## Shape annotation listing
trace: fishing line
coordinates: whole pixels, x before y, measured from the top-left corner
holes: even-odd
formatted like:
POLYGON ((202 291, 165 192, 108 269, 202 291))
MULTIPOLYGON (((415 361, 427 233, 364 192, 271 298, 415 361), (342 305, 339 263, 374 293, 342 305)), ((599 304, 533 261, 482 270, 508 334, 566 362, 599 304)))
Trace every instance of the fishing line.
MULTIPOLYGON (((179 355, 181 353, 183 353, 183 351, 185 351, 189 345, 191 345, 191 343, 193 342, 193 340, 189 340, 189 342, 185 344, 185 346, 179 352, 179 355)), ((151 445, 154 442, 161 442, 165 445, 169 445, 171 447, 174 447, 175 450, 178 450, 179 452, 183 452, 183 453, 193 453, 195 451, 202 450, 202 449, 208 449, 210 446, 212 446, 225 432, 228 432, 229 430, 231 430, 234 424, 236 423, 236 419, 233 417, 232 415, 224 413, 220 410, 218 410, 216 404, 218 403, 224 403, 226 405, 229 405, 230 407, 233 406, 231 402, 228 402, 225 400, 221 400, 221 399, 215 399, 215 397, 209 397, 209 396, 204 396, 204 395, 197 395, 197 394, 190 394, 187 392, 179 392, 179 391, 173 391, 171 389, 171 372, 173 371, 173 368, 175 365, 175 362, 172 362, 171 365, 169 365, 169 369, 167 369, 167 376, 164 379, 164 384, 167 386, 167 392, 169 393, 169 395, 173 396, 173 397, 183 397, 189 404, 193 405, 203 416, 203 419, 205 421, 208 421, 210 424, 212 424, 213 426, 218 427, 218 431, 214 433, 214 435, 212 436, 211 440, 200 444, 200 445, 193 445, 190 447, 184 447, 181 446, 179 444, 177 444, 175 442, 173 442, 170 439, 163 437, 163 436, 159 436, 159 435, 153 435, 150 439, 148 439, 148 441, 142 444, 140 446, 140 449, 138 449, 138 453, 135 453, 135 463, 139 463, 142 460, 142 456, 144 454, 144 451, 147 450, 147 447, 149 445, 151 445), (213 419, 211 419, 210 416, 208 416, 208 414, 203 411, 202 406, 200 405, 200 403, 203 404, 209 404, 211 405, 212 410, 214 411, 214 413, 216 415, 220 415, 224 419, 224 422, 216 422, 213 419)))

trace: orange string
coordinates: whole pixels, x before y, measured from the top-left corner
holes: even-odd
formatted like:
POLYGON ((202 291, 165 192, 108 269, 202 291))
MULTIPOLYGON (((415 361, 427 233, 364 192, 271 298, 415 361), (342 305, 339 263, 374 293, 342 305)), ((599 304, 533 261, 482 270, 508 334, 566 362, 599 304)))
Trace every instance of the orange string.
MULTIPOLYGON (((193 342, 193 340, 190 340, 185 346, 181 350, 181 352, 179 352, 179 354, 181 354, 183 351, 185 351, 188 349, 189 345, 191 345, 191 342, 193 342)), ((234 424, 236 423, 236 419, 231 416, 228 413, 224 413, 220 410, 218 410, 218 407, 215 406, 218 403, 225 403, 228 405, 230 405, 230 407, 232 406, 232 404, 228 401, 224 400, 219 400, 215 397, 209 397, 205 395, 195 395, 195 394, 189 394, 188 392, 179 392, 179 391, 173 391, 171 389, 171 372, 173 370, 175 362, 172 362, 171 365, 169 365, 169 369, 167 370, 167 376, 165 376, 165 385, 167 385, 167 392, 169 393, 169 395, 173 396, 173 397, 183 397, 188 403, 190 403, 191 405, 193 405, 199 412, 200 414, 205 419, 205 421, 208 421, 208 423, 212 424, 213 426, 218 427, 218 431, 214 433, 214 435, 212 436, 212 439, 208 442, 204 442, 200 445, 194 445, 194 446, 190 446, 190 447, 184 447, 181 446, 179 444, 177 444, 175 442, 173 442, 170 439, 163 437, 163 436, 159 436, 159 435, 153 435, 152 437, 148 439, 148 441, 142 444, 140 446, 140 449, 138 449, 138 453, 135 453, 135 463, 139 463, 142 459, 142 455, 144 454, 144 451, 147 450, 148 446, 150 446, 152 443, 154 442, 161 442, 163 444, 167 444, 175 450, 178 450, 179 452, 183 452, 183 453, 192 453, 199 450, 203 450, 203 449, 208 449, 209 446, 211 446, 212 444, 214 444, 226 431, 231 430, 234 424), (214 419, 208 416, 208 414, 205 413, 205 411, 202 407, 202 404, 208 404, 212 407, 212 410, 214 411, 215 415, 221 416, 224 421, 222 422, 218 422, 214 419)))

## Given instruction
Rewrite every line of the listing as a Markdown table with columns "No." and "Text", numbering the rows in order and leaving out blank lines.

## Task result
| No. | Text |
|---|---|
| 1 | trace: fishing line |
| 2 | coordinates: whole pixels, x before y, measured from the top-left corner |
| 3 | holes: even-odd |
| 4 | formatted like: |
| 5 | POLYGON ((202 291, 165 192, 108 269, 202 291)) |
| 6 | MULTIPOLYGON (((415 361, 427 233, 364 192, 271 298, 415 361), (342 305, 339 263, 374 293, 342 305)), ((599 304, 533 261, 482 270, 508 334, 566 362, 599 304))) |
| 7 | Trace every instance of the fishing line. |
| 8 | MULTIPOLYGON (((179 355, 181 353, 183 353, 183 351, 185 351, 189 345, 191 345, 191 343, 193 342, 193 340, 189 340, 189 342, 185 344, 185 346, 179 352, 179 355)), ((151 445, 154 442, 161 442, 165 445, 169 445, 171 447, 174 447, 175 450, 178 450, 179 452, 183 452, 183 453, 193 453, 195 451, 202 450, 202 449, 208 449, 210 446, 212 446, 225 432, 228 432, 229 430, 231 430, 234 424, 236 423, 236 419, 233 417, 232 415, 224 413, 220 410, 218 410, 216 404, 218 403, 224 403, 226 405, 229 405, 230 407, 233 406, 231 402, 228 402, 225 400, 221 400, 221 399, 215 399, 215 397, 209 397, 209 396, 204 396, 204 395, 197 395, 197 394, 190 394, 187 392, 179 392, 179 391, 173 391, 171 389, 171 372, 173 371, 173 368, 175 365, 175 362, 172 362, 171 365, 169 365, 169 369, 167 369, 167 376, 164 379, 164 384, 167 386, 167 392, 169 393, 169 395, 173 396, 173 397, 183 397, 189 404, 193 405, 203 416, 203 419, 205 421, 208 421, 210 424, 212 424, 213 426, 218 427, 218 431, 214 433, 214 435, 212 436, 211 440, 200 444, 200 445, 193 445, 190 447, 184 447, 181 446, 179 444, 177 444, 175 442, 173 442, 170 439, 163 437, 163 436, 159 436, 159 435, 153 435, 150 439, 148 439, 148 441, 142 444, 140 446, 140 449, 138 449, 138 453, 135 453, 135 463, 139 463, 142 460, 142 456, 144 454, 144 451, 147 450, 147 447, 149 445, 151 445), (213 419, 211 419, 210 416, 208 416, 208 414, 203 411, 202 406, 200 405, 200 403, 203 404, 209 404, 211 405, 212 410, 214 411, 214 413, 216 415, 220 415, 224 419, 224 422, 216 422, 213 419))) |
| 9 | trace: orange string |
| 10 | coordinates: whole pixels, x before y, measured from the top-left corner |
| 11 | holes: even-odd |
| 12 | formatted like: |
| 13 | POLYGON ((202 291, 165 192, 108 269, 202 291)) |
| 14 | MULTIPOLYGON (((415 361, 427 233, 364 192, 271 298, 415 361), (342 305, 339 263, 374 293, 342 305)), ((599 304, 533 261, 482 270, 508 334, 566 362, 599 304))) |
| 15 | Trace every instance of the orange string. |
| 16 | MULTIPOLYGON (((193 342, 193 340, 190 340, 185 346, 181 350, 181 352, 179 352, 179 354, 181 354, 183 351, 185 351, 188 349, 189 345, 191 345, 191 342, 193 342)), ((234 424, 236 423, 236 419, 231 416, 228 413, 224 413, 220 410, 218 410, 218 407, 215 406, 218 403, 225 403, 228 405, 230 405, 230 407, 232 406, 232 404, 228 401, 224 400, 219 400, 215 397, 209 397, 205 395, 195 395, 195 394, 189 394, 188 392, 179 392, 179 391, 173 391, 171 389, 171 372, 173 370, 175 362, 172 362, 171 365, 169 365, 169 369, 167 370, 167 376, 165 376, 165 385, 167 385, 167 392, 169 393, 169 395, 173 396, 173 397, 183 397, 188 403, 190 403, 191 405, 193 405, 199 412, 200 414, 205 419, 205 421, 208 421, 208 423, 212 424, 213 426, 218 427, 218 431, 214 433, 214 435, 212 436, 212 439, 208 442, 204 442, 200 445, 194 445, 194 446, 190 446, 190 447, 184 447, 181 446, 179 444, 177 444, 175 442, 173 442, 170 439, 163 437, 163 436, 159 436, 159 435, 153 435, 152 437, 148 439, 148 441, 142 444, 140 446, 140 449, 138 449, 138 453, 135 453, 135 463, 139 463, 142 459, 142 455, 144 454, 144 451, 147 450, 148 446, 150 446, 152 443, 154 442, 161 442, 163 444, 167 444, 175 450, 178 450, 179 452, 183 452, 183 453, 192 453, 199 450, 203 450, 203 449, 208 449, 209 446, 211 446, 212 444, 214 444, 226 431, 231 430, 234 424), (214 419, 208 416, 208 414, 205 413, 205 411, 202 407, 202 404, 208 404, 212 407, 212 410, 214 411, 215 415, 221 416, 224 421, 222 422, 218 422, 214 419))) |